**PROBLEM REQUIREMENTS**
Extract every line below, verbatim.

**Location identification entries**

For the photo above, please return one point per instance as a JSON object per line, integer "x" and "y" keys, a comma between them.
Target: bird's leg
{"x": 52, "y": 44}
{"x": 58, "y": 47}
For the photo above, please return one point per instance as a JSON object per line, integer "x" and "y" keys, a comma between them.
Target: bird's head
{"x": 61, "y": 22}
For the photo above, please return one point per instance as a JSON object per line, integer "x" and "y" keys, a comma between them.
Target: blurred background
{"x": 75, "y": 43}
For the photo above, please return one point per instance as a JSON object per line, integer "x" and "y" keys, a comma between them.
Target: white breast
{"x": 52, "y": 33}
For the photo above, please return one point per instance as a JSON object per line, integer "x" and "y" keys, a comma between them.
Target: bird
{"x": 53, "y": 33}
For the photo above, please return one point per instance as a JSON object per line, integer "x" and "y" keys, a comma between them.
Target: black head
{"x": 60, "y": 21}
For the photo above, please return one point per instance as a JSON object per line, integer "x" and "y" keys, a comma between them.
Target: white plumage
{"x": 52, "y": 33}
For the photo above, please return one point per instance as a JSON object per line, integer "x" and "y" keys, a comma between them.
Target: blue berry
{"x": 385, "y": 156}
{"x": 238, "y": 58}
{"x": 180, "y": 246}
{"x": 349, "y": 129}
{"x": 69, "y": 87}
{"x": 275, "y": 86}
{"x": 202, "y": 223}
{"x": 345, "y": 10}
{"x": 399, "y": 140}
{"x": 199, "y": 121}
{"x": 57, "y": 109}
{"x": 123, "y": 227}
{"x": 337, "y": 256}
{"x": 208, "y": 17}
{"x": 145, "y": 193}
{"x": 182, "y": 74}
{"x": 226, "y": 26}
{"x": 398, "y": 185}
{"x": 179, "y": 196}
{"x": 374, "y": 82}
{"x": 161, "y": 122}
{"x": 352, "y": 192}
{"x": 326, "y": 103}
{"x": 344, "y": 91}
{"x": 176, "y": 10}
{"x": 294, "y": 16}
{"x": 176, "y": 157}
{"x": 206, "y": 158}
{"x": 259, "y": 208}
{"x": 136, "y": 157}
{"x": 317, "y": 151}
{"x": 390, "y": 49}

**EXPECTED OUTPUT**
For the photo above, please return one point per instance as a JSON object per line, integer "x" and "y" keys, a comma between them.
Target: bird's leg
{"x": 52, "y": 44}
{"x": 58, "y": 47}
For the photo above, please return one point per instance as a JSON object per line, integer "x" and "y" keys, a comma between them.
Target: bird's head
{"x": 61, "y": 22}
For the photo above, please return one point per instance as a JSON object per line, integer "x" and "y" keys, a comma between them.
Target: blurred background
{"x": 75, "y": 43}
For the photo above, please return one point per instance as a JSON object per line, integer "x" and "y" keys, a comma between them.
Target: white breast
{"x": 52, "y": 33}
For the photo above, please return one point per instance as a JSON object per line, integer "x" and "y" keys, a comma between them.
Target: bird
{"x": 53, "y": 33}
For the photo above, please return one point per instance as a JSON object per line, integer "x" and "y" keys, a comma between them.
Target: black head
{"x": 60, "y": 21}
For the photo above, please return one point per instance as a JSON object per line, integer "x" and "y" keys, a comma between them.
Target: white plumage
{"x": 52, "y": 33}
For the photo above, please return one point per instance as a JSON object per line, integer "x" and "y" keys, a comma between them.
Target: blue berry
{"x": 385, "y": 156}
{"x": 238, "y": 58}
{"x": 180, "y": 246}
{"x": 349, "y": 129}
{"x": 69, "y": 87}
{"x": 275, "y": 86}
{"x": 202, "y": 223}
{"x": 345, "y": 10}
{"x": 399, "y": 140}
{"x": 199, "y": 121}
{"x": 57, "y": 109}
{"x": 123, "y": 227}
{"x": 337, "y": 256}
{"x": 208, "y": 17}
{"x": 145, "y": 193}
{"x": 182, "y": 74}
{"x": 226, "y": 26}
{"x": 398, "y": 185}
{"x": 179, "y": 196}
{"x": 374, "y": 82}
{"x": 161, "y": 122}
{"x": 352, "y": 192}
{"x": 326, "y": 103}
{"x": 344, "y": 91}
{"x": 176, "y": 10}
{"x": 294, "y": 16}
{"x": 176, "y": 157}
{"x": 206, "y": 158}
{"x": 259, "y": 208}
{"x": 136, "y": 157}
{"x": 317, "y": 151}
{"x": 390, "y": 49}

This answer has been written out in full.